_Aim of the exercise_
Write out nothing except the lines running from the one containing "[locate] blurred green" to the last line of the data, exactly as they stand.

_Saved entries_

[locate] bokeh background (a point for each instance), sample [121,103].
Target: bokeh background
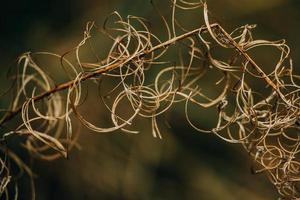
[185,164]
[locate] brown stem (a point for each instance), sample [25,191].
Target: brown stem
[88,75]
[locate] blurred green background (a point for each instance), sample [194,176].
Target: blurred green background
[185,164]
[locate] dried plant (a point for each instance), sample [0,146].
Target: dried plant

_Exercise result_
[locate] blurred green background (a point for each instance), sample [194,176].
Target: blurred green background
[185,164]
[locate] dried plant (a point for each instance), sample [0,146].
Target: dried plant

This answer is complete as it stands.